• Extract provided:
The Tribune - Spectrum


Sunday, June 18, 2000
Article


Picking a partner

By A.C. Tuli

IN recent months I have attended two marriage ceremonies — one of my niece and the other of the son of my friend. My niece is a scientist and the boy she has married is also a scientist. My friend’s son is a doctor, and the girl he has chosen as his life-partner, of course, also a doctor. A scientist marrying a scientist and a doctor a doctor - well, aren’t such marriages where two of a profession come together nowadays becoming quite common? In fact, eyebrows are raised if a doctor does not marry a doctor and a scientist marries, say, a dancer or a painter.

Do such marriages prove more successful than the ones where the spouses belong to different professions? Perhaps, it is not an easy question to answer, for there are so many other things, apart from a common profession, on which the success or failure of a marriage depends. Temperament of the two partners, their upbringing, their general outlook on life, their tastes and hobbies, and their financial status—all these play an important role in making or marring their marriage.

 

However, on the face of it, it seems to be the most sensible thing that two people pursuing the same vocation are united in wedlock. Understandably, commonality of interest is more important than just scalding passion in a marriage. Then, the benefits of such marriages are quite obvious.

For instance, when a couple belonging to, say, the medical profession tires of love, it can always talk about the latest developments in the treatment of various diseases. I have known one such couple. Interestingly, when they talk about professional matters, they get so immersed in it that for a while they forget not only the nagging cares of domesticity, but also that they are husband and wife.

Similarly, law, architecture, engineering, computers, et al can form topics of discussion among couples belonging to these professions.

And if love grows cold, which often happens in life, their common profession will keep them together, until love warms up again. In fact, one would say that people who mean to marry should first make sure that there is something more than love between them. The following lines of a old English song express it pithily.

‘Will the love you’re so rich in,

Light the fire in the kitchen?’

Love is a beautiful thing, no doubt. But so is icecream. However, the question is: shall anybody with a level head regard it as an adequate provision for a long and adventurous journey called life? Obviously, for a marriage to last a lifetime, something more than love is needed by the partners.

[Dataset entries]
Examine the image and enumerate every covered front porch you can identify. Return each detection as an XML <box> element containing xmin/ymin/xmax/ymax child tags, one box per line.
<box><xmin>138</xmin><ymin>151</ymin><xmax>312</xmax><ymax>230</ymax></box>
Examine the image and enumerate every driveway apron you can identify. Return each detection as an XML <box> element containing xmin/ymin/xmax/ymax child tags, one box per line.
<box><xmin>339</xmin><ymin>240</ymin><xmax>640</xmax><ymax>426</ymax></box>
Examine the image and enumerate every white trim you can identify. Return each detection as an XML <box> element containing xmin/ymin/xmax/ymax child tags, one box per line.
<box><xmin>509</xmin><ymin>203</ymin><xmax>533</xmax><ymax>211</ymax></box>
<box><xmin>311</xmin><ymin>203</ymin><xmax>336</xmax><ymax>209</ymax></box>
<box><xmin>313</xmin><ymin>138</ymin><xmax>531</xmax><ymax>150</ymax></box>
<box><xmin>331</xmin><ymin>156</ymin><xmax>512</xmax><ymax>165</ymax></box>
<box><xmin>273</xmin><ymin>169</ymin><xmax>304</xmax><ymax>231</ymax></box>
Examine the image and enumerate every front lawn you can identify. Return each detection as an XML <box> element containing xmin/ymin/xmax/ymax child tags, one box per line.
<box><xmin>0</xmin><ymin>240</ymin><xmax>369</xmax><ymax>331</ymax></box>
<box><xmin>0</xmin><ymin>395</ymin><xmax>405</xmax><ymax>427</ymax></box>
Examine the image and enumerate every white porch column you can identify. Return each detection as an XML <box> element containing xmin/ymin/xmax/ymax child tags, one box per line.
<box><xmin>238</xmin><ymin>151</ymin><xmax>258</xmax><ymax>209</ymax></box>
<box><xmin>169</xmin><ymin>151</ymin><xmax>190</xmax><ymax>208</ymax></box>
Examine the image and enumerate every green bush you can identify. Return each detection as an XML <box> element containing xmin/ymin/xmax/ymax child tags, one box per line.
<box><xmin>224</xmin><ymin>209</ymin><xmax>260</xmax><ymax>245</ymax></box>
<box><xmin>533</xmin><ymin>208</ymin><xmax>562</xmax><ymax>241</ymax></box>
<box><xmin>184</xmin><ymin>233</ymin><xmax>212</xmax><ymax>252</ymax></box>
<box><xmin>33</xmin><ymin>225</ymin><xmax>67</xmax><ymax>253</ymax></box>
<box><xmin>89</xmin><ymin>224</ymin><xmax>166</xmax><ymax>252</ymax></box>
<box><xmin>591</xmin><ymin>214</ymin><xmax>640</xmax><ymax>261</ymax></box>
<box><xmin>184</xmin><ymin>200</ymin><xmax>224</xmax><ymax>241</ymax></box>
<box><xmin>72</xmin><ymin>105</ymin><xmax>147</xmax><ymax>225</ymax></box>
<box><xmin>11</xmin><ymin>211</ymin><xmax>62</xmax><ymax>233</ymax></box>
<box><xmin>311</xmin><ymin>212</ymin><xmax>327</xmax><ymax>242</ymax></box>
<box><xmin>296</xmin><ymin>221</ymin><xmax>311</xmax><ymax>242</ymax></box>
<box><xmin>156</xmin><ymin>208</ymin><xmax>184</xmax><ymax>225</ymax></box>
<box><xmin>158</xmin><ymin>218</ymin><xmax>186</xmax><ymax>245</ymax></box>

• Apply what you read:
1. Quote the article on picking a partner word for word, from "Sunday, June 18, 2000" to "or a painter.".
2. Decide whether each statement agrees with the article on picking a partner, answering yes or no and quoting the words that settle it: (a) The writer's niece is a scientist who married a scientist. (b) The article says a common profession is the only thing on which a marriage's success depends. (c) The two quoted lines about love and the kitchen come from an old English song.

• Responses:
1.
Sunday, June 18, 2000
Article


Picking a partner

By A.C. Tuli

IN recent months I have attended two marriage ceremonies — one of my niece and the other of the son of my friend. My niece is a scientist and the boy she has married is also a scientist. My friend’s son is a doctor, and the girl he has chosen as his life-partner, of course, also a doctor. A scientist marrying a scientist and a doctor a doctor - well, aren’t such marriages where two of a profession come together nowadays becoming quite common? In fact, eyebrows are raised if a doctor does not marry a doctor and a scientist marries, say, a dancer or a painter.

2.
(a) Yes: "My niece is a scientist and the boy she has married is also a scientist."
(b) No: "there are so many other things, apart from a common profession, on which the success or failure of a marriage depends."
(c) Yes: "The following lines of a old English song express it pithily."